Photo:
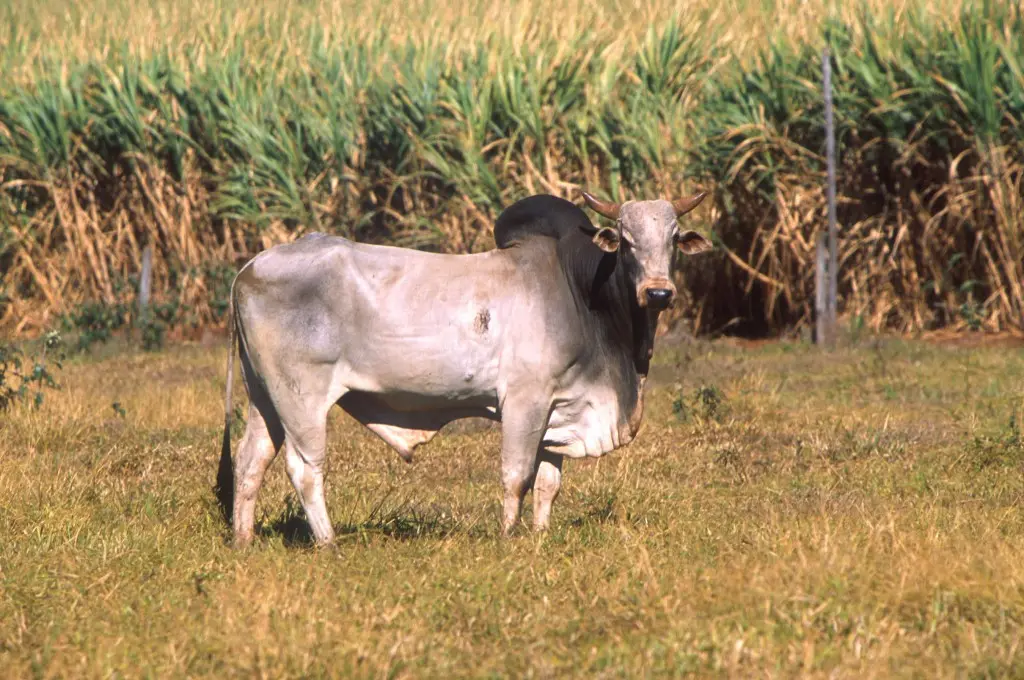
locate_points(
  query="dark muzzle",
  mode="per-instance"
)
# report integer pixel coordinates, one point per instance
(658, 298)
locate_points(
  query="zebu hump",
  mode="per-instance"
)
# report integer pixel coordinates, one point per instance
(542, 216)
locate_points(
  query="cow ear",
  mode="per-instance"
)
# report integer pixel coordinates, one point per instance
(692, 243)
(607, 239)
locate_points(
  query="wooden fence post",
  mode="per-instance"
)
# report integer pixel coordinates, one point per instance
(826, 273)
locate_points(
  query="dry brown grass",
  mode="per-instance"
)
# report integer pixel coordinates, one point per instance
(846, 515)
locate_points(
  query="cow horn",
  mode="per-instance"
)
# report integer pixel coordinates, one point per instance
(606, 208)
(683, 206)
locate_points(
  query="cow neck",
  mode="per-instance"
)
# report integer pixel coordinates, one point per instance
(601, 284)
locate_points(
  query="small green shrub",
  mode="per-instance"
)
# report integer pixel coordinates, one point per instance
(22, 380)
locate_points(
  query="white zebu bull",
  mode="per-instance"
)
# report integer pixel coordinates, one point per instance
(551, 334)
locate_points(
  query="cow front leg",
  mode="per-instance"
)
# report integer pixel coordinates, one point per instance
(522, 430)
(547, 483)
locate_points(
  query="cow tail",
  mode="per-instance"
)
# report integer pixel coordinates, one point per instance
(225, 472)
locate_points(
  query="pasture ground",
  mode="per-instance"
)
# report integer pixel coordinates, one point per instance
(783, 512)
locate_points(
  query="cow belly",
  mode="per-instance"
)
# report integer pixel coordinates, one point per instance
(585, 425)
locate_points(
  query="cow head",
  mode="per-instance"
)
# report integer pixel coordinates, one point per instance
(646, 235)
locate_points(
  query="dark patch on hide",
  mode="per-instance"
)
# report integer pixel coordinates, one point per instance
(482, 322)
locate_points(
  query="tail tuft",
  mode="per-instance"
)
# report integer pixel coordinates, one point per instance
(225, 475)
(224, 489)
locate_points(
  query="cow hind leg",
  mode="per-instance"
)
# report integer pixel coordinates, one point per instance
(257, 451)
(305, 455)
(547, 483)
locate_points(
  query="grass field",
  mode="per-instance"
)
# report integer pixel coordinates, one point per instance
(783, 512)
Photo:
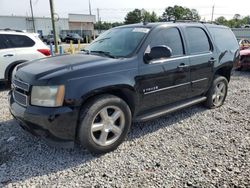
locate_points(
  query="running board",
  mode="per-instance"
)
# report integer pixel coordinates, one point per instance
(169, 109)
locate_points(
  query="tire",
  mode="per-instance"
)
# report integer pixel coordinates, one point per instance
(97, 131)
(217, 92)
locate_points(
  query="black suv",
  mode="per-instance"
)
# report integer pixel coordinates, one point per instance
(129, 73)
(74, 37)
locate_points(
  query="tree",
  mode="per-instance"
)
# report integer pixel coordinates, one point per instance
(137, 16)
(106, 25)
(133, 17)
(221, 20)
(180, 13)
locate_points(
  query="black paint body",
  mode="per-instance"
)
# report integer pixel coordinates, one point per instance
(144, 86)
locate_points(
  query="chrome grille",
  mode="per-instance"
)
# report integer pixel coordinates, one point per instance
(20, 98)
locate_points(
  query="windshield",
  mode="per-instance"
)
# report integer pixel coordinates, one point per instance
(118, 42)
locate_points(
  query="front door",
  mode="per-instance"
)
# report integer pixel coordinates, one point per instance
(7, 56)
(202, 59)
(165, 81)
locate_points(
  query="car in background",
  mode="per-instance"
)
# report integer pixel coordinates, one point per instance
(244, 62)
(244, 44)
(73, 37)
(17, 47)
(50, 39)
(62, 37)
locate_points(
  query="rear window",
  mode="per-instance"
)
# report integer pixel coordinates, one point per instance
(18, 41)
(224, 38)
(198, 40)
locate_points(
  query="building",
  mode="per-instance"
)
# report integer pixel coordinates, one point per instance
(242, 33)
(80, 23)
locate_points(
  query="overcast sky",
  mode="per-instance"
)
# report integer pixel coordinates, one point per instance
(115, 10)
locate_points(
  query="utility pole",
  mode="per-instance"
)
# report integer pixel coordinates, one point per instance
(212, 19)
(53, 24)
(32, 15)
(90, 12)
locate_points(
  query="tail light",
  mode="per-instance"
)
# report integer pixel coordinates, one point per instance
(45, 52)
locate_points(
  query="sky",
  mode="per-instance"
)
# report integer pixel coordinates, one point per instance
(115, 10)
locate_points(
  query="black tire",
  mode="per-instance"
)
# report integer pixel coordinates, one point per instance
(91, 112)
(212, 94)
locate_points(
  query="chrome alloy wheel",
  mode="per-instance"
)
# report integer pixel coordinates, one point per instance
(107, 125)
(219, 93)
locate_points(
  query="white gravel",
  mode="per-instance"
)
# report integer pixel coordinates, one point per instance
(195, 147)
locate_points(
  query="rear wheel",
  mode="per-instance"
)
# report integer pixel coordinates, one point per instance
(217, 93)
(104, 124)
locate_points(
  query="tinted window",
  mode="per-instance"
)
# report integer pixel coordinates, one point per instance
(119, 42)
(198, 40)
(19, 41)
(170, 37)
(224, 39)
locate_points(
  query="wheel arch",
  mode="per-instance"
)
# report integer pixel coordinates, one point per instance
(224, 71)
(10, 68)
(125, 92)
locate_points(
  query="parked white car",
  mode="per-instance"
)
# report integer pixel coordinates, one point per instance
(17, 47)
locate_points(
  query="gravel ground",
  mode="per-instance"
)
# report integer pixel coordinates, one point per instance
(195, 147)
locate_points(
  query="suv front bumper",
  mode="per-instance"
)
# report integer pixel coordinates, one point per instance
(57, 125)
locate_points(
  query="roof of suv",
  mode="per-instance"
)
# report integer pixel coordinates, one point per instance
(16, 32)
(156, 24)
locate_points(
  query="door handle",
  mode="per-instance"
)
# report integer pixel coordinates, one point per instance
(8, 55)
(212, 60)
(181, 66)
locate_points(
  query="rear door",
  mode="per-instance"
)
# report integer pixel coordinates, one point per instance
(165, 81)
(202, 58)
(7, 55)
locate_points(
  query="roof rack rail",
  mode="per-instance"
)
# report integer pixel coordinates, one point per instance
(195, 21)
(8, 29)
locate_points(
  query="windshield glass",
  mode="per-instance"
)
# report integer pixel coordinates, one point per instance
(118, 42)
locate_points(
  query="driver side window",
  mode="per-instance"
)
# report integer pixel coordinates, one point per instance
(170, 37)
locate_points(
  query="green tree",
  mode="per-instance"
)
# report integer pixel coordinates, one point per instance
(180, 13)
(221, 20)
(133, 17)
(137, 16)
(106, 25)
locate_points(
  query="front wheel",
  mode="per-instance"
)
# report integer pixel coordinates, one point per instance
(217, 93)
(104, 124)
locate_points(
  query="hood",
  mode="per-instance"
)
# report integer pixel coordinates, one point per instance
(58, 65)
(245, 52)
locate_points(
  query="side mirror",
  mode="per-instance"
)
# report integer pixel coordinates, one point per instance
____
**Task goal**
Your answer must be an exact copy of every entry, with the pictures left out.

**Solved problem**
Photo:
locate_points(
  query="dark muzzle",
  mode="per-instance"
)
# report integer pixel coordinates, one point per instance
(658, 298)
locate_points(
  query="zebu hump",
  mode="per-instance"
)
# report integer pixel coordinates, one point per instance
(542, 216)
locate_points(
  query="cow ear",
  mode="per-instance"
)
# report integer pixel coordinates, one point per instance
(692, 243)
(607, 239)
locate_points(
  query="wooden fence post",
  mode="per-instance"
)
# report integer pixel coordinates, one point per instance
(826, 273)
locate_points(
  query="dry brown grass",
  mode="per-instance"
)
# report integer pixel coordinates, one point per instance
(846, 515)
locate_points(
  query="cow horn",
  mode="per-instance"
)
# report integer pixel coordinates, one point per instance
(606, 208)
(683, 206)
locate_points(
  query="cow neck",
  mode="per-instance"
)
# report integer pixel coordinates, one point per instance
(601, 284)
locate_points(
  query="small green shrub",
  mode="per-instance"
)
# report integer pixel coordinates, one point per instance
(22, 380)
locate_points(
  query="white zebu bull",
  mode="per-instance"
)
# report integer pixel coordinates, one point per instance
(551, 334)
locate_points(
  query="cow front leg",
  mode="per-instance"
)
# report integer pixel coordinates, one point per instance
(522, 430)
(547, 483)
locate_points(
  query="cow tail",
  mode="per-instance"
)
# report integer pixel coordinates, one point per instance
(225, 472)
locate_points(
  query="pasture ground",
  mode="per-instance"
)
# report integer pixel coordinates, one point per instance
(783, 512)
locate_points(
  query="cow belly",
  mode="per-instance"
)
# report integer pixel coordinates, one point per instance
(585, 425)
locate_points(
  query="cow head",
  mode="per-instance"
)
# report integer pixel coordinates, one point per instance
(646, 235)
locate_points(
  query="dark patch on hide",
  mode="per-instance"
)
# report integer pixel coordinates, one point per instance
(482, 322)
locate_points(
  query="tail tuft",
  mode="per-instance"
)
# report integer pixel coordinates, one point per instance
(225, 475)
(224, 489)
locate_points(
  query="cow hind leg",
  mode="per-instance"
)
# report integer pixel coordinates, one point per instance
(257, 451)
(305, 455)
(547, 483)
locate_points(
  query="grass field",
  mode="per-instance"
)
# report integer pixel coordinates, one point per instance
(783, 512)
Photo:
locate_points(
  query="running board",
  mode="per-instance"
)
# report integer pixel coordinates, one point per instance
(169, 109)
locate_points(
  query="tire",
  mode="per-instance"
)
# report integer pixel coordinates, one point per instance
(97, 131)
(217, 92)
locate_points(
  query="black suv",
  mode="per-instance"
)
# report integer pixel coordinates, one point per instance
(129, 73)
(74, 37)
locate_points(
  query="tree",
  mode="per-instance"
)
# report integer pixel coordinates, one point per instance
(137, 16)
(106, 25)
(133, 17)
(221, 20)
(180, 13)
locate_points(
  query="black paint body",
  mode="per-instance"
)
# report integer pixel coordinates, one point per instance
(144, 86)
locate_points(
  query="chrome grille",
  mode="per-instance"
)
# report integer pixel coordinates, one point per instance
(20, 98)
locate_points(
  query="windshield",
  mode="per-instance"
)
# report integer pixel coordinates, one point per instance
(118, 42)
locate_points(
  query="front door",
  mode="per-instance"
)
# report integer pixel coordinates, one point per instance
(7, 56)
(202, 59)
(165, 81)
locate_points(
  query="car in background",
  mode="per-instance"
)
# report integer pixel coordinates, one point per instance
(244, 62)
(244, 44)
(73, 37)
(17, 47)
(50, 39)
(62, 37)
locate_points(
  query="rear window",
  mode="per-instance"
)
# report integer pixel coordinates, one point per instance
(18, 41)
(224, 38)
(198, 40)
locate_points(
  query="building",
  mode="per-instance"
)
# report integer pixel coordinates, one point per instance
(242, 33)
(80, 23)
locate_points(
  query="overcast sky",
  mode="per-instance"
)
# report integer pixel coordinates, one point per instance
(115, 10)
locate_points(
  query="utility pole",
  mode="per-instance"
)
# report integer pixel coordinates, one point per instance
(212, 19)
(53, 24)
(32, 15)
(90, 12)
locate_points(
  query="tail light",
  mode="per-instance"
)
# report integer pixel coordinates, one point per instance
(45, 52)
locate_points(
  query="sky",
  mode="per-instance"
)
# report integer pixel coordinates, one point per instance
(115, 10)
locate_points(
  query="black tire",
  mode="per-instance"
)
# report integer pixel coordinates, one point per instance
(91, 112)
(212, 94)
locate_points(
  query="chrome alloy wheel",
  mode="per-instance"
)
# report integer pixel coordinates, one point per instance
(107, 125)
(219, 93)
locate_points(
  query="white gravel",
  mode="per-instance"
)
# report integer pixel coordinates, one point per instance
(195, 147)
locate_points(
  query="rear wheel",
  mode="per-instance"
)
# report integer pixel coordinates, one point per instance
(217, 93)
(104, 124)
locate_points(
  query="tinted window",
  mode="per-instance"
)
# report integer pixel coordinates, one point per instance
(119, 42)
(198, 40)
(19, 41)
(170, 37)
(224, 39)
locate_points(
  query="wheel arch",
  mode="per-instance"
)
# report integer pixel coordinates, one point per instance
(224, 71)
(10, 68)
(125, 92)
locate_points(
  query="parked white car",
  mode="per-instance"
)
# report integer pixel coordinates, one point per instance
(17, 47)
locate_points(
  query="gravel ground",
  mode="per-instance"
)
# report integer pixel coordinates, one point per instance
(195, 147)
locate_points(
  query="suv front bumper",
  mode="per-instance"
)
# report integer pixel coordinates, one point per instance
(57, 125)
locate_points(
  query="roof of suv",
  mode="per-instance"
)
# report integer pixel coordinates, one point per instance
(16, 32)
(156, 24)
locate_points(
  query="door handle",
  mode="per-instance"
)
# report integer pixel coordinates, one point per instance
(8, 55)
(212, 60)
(181, 66)
locate_points(
  query="rear door",
  mode="per-instance"
)
# report integer pixel coordinates, one point per instance
(165, 81)
(202, 58)
(7, 55)
locate_points(
  query="roof rack rail",
  mode="per-instance"
)
# report integer pixel coordinates, one point per instance
(195, 21)
(8, 29)
locate_points(
  query="windshield glass",
  mode="per-instance"
)
# report integer pixel coordinates, one point per instance
(118, 42)
locate_points(
  query="driver side window",
  mode="per-instance"
)
# report integer pixel coordinates, one point per instance
(170, 37)
locate_points(
  query="green tree",
  mode="per-instance"
)
# report integer pixel coordinates, one point per instance
(180, 13)
(221, 20)
(133, 17)
(137, 16)
(106, 25)
locate_points(
  query="front wheel",
  mode="per-instance"
)
# report integer pixel coordinates, one point per instance
(217, 93)
(104, 124)
locate_points(
  query="hood",
  mode="per-instance"
)
# report integer pixel coordinates, one point per instance
(58, 65)
(245, 52)
locate_points(
  query="side mirror",
  mode="per-instance"
)
# report integer pixel coordinates, one point per instance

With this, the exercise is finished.